* [TASK GOAL] Could you write out the records below exactly as they appear?

* [DATA SECTION]

········

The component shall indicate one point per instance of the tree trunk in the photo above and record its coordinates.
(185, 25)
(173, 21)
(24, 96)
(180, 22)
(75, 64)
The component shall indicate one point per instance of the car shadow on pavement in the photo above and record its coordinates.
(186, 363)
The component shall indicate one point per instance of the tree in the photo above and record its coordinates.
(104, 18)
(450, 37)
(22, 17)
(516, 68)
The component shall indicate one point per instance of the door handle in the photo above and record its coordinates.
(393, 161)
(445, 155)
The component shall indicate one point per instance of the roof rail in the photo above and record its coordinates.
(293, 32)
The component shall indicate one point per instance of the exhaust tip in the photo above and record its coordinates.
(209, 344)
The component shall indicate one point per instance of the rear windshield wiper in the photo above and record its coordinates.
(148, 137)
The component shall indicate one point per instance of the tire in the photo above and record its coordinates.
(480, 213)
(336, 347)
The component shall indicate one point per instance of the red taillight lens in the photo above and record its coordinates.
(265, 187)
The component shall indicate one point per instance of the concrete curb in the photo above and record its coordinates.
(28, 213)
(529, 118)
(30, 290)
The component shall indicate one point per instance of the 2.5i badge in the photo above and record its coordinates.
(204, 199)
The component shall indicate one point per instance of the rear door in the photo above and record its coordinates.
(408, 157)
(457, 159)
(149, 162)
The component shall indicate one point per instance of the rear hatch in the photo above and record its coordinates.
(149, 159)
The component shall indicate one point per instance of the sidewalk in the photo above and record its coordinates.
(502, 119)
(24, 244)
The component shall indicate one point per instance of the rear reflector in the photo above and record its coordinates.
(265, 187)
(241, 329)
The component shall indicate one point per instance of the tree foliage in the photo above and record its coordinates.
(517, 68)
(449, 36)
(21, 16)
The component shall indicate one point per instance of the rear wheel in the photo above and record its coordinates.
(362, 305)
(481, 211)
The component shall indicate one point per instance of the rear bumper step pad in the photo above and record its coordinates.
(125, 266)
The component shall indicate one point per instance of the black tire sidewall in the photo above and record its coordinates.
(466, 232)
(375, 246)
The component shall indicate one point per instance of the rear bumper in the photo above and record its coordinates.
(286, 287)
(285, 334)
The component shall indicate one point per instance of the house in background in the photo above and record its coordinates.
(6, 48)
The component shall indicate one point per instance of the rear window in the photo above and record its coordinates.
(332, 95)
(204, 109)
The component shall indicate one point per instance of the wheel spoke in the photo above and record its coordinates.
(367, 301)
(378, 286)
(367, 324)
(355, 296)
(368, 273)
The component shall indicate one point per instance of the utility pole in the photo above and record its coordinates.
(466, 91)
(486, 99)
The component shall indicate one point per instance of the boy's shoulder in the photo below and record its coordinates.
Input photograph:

········

* [SOLVED PROBLEM]
The component shall indicate one point per instance of the tree trunk in the photo above and record its coordinates.
(185, 25)
(173, 21)
(24, 96)
(180, 22)
(75, 64)
The component shall indicate one point per instance of the car shadow on pavement in the photo above and record its coordinates.
(186, 363)
The component shall indicate one point per instance of the tree in the photo above and record its coordinates.
(104, 18)
(450, 37)
(22, 17)
(516, 68)
The component shall indicate one point per instance of the door handle in the photo above and record its coordinates.
(393, 161)
(445, 155)
The component shall indicate one point per instance of the roof rail in the photo above and record its coordinates.
(293, 32)
The component shall indicate one point per instance of the exhaust tip in the photo above and record its coordinates.
(209, 344)
The component shall indicate one point per instance of the rear windshield wiper in the photo above and record its coordinates.
(148, 137)
The component shall indicate one point per instance of the tire in the photo above and record its coordinates.
(480, 213)
(336, 347)
The component shall indicate one point per instance of the red taillight lens in the photo above and record its coordinates.
(265, 187)
The component shall indicate one point per instance of the concrete curb in the photo above and record its coordinates.
(28, 213)
(529, 118)
(30, 290)
The component shall indicate one point per instance of the 2.5i badge in the photo above and record its coordinates.
(204, 199)
The component shall indicate one point per instance of the rear door in the photo above and record its coordinates.
(408, 157)
(457, 159)
(149, 162)
The component shall indicate one point per instance of the rear hatch in the photo above and record its coordinates.
(149, 159)
The component shall indicate one point per instance of the sidewalk in the photo above and record its coordinates.
(502, 119)
(24, 244)
The component shall indicate one point per instance of the rear reflector in the photo above and record its coordinates.
(265, 187)
(241, 329)
The component shall indicate one point per instance of the tree foliage in the photo above and record its coordinates.
(517, 68)
(449, 36)
(21, 16)
The component shall indicate one point per instance of the rear wheel in the photo above and record its coordinates.
(362, 305)
(481, 211)
The component shall indicate one point per instance of the rear bumper step pad in the photo above and record its coordinates.
(125, 266)
The component shall indicate one point per instance of the black tire sidewall in the photo above and record its coordinates.
(466, 232)
(375, 246)
The component shall indicate one point per instance of the rear bumper in the photo above and record its coordinates.
(286, 287)
(285, 334)
The component shall indicate one point per instance of the house in background in the photo above and record its coordinates.
(6, 48)
The component shall indicate one point per instance of the rear window in the photo above and record its coordinates.
(332, 95)
(204, 109)
The component shall indicate one point per instance of the wheel spoke in the photo above and record its coordinates.
(367, 301)
(378, 286)
(367, 324)
(355, 296)
(368, 273)
The component shall indicate one point per instance of the utility pole in the photo above and record its coordinates.
(466, 91)
(486, 99)
The component shall indicate one point per instance of the boy's shoulder in the photo below and record its coordinates.
Input photograph:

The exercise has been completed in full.